#### TASK DATA
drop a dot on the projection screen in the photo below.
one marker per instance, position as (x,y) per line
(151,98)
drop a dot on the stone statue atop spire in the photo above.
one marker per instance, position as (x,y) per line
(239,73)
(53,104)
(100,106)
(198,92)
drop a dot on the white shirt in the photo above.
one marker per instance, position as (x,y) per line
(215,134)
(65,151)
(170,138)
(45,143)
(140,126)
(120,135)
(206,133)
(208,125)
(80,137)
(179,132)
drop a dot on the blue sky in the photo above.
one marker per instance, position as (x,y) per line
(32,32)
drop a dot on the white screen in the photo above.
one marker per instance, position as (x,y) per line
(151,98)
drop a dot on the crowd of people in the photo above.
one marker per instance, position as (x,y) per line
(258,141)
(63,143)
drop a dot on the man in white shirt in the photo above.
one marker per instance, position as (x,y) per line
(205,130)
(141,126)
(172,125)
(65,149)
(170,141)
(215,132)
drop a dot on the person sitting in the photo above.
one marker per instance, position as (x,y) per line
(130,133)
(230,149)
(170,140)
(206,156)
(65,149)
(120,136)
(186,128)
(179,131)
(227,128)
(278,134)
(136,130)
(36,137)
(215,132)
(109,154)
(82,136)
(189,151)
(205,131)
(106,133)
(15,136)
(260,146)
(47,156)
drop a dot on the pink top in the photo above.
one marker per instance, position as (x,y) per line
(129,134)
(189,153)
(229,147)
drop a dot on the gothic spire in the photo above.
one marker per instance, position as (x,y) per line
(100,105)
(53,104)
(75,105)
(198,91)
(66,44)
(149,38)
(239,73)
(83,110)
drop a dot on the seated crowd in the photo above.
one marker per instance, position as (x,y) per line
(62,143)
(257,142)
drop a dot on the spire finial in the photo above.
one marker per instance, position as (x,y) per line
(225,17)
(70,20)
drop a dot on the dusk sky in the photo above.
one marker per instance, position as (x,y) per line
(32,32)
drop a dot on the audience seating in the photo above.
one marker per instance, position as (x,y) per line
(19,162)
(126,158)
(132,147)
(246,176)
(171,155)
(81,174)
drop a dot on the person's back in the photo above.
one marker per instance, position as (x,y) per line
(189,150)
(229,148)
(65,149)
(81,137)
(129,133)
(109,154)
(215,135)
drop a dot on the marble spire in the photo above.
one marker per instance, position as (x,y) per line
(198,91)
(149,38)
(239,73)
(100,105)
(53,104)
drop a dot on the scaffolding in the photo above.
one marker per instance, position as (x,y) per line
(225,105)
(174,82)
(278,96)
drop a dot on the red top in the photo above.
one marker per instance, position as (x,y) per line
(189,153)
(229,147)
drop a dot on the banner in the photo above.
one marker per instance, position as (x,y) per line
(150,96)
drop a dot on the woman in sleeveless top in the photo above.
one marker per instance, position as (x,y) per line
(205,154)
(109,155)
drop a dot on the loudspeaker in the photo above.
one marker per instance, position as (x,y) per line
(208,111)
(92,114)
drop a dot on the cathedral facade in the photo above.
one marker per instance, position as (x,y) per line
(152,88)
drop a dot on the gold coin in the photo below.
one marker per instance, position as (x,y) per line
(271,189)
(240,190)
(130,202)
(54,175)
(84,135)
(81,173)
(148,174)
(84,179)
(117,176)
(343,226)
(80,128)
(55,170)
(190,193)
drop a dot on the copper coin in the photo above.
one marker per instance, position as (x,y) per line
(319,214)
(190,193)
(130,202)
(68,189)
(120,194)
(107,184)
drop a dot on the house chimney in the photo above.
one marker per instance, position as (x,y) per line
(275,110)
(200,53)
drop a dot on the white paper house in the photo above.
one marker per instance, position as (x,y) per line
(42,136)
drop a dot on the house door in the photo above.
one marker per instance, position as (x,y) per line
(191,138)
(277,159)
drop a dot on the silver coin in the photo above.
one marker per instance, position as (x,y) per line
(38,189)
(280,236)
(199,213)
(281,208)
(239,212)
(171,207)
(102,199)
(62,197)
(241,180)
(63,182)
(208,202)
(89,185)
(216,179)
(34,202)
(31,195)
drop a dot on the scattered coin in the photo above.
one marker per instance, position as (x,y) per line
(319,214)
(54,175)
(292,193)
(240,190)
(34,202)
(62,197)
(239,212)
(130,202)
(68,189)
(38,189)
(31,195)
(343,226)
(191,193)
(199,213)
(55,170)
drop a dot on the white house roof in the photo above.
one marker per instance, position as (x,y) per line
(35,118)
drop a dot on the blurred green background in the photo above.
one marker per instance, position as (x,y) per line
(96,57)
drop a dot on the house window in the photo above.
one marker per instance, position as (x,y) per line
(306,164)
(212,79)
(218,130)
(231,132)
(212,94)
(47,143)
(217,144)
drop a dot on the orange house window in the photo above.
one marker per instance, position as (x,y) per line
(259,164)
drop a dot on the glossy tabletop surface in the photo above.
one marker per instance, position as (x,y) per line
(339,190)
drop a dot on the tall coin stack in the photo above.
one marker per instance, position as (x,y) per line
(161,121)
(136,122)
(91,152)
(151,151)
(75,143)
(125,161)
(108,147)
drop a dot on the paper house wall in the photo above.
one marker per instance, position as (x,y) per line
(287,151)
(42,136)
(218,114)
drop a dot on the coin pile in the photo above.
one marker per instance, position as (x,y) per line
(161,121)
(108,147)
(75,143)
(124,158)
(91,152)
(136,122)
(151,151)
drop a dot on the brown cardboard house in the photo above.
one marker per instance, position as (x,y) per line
* * *
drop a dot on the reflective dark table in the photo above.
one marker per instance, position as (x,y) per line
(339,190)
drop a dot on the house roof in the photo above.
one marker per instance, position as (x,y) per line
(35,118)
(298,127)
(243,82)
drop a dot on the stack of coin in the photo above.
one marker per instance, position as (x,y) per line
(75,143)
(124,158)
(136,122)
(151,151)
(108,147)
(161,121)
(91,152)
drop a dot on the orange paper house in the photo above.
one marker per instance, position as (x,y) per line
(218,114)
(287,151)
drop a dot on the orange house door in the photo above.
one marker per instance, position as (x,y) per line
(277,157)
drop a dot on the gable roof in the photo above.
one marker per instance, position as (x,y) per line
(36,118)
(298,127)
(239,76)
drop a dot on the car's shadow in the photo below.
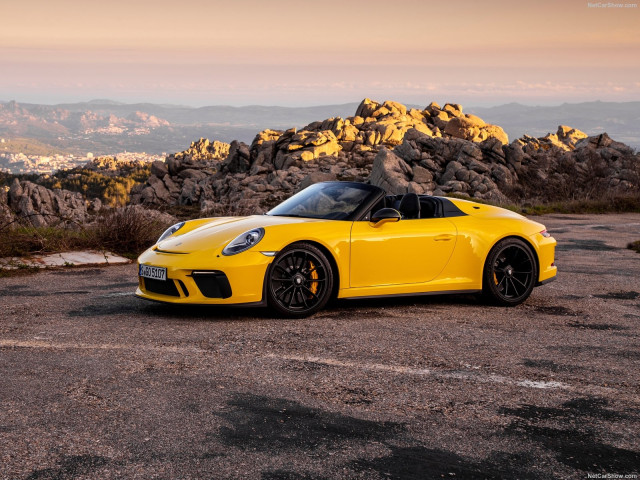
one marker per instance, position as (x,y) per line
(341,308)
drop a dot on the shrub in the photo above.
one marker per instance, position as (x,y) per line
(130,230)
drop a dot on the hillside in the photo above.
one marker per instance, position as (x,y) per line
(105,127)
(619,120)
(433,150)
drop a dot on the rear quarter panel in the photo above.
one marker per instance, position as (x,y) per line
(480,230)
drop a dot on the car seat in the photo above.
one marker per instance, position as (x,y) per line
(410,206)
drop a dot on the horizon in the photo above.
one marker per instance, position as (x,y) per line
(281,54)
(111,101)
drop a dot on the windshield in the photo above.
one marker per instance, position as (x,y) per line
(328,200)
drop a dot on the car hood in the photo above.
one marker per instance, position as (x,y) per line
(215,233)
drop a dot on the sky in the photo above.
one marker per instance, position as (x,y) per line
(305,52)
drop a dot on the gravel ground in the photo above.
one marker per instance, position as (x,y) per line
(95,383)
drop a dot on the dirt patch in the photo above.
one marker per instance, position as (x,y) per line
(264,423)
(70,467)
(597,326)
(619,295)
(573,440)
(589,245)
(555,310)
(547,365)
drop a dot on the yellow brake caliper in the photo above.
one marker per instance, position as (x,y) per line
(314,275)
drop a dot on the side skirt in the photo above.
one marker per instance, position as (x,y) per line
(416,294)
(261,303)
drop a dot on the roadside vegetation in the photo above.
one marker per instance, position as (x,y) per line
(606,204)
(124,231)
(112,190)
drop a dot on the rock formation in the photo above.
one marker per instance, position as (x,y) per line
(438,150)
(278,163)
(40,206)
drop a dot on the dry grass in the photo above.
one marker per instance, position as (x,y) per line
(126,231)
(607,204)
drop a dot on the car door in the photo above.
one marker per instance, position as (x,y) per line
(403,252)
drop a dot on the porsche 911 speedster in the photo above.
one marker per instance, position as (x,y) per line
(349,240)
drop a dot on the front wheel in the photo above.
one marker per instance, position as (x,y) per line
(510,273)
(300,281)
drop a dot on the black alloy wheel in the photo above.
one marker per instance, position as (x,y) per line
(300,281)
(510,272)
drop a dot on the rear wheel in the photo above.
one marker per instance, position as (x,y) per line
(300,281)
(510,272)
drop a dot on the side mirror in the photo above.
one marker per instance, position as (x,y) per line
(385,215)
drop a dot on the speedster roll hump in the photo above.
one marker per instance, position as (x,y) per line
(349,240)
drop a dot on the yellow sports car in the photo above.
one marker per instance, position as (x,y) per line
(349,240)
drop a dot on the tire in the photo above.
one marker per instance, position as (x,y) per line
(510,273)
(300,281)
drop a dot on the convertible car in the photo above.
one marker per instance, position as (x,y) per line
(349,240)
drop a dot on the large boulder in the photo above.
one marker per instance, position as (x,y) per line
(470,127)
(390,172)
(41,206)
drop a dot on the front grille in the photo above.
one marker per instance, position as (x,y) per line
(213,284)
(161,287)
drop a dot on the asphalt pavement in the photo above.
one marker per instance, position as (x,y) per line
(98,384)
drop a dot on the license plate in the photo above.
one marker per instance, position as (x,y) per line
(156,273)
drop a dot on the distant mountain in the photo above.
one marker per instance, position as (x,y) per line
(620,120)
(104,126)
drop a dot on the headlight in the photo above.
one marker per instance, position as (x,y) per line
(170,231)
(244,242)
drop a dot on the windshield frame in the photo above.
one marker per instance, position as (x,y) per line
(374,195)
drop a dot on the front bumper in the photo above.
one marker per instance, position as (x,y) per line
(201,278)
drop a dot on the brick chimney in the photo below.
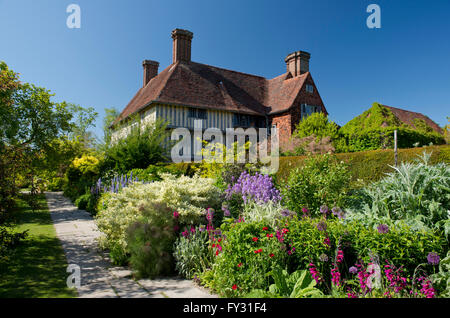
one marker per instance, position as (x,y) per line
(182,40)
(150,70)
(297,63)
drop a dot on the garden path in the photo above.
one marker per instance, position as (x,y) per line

#### ACTION ITEM
Gather each line of the listing that holds the string "paper".

#### RESULT OF THE TASK
drop a dot on the white paper house in the photo above.
drop a dot on the paper house wall in the photo above.
drop a dot on the orange paper house in the photo above.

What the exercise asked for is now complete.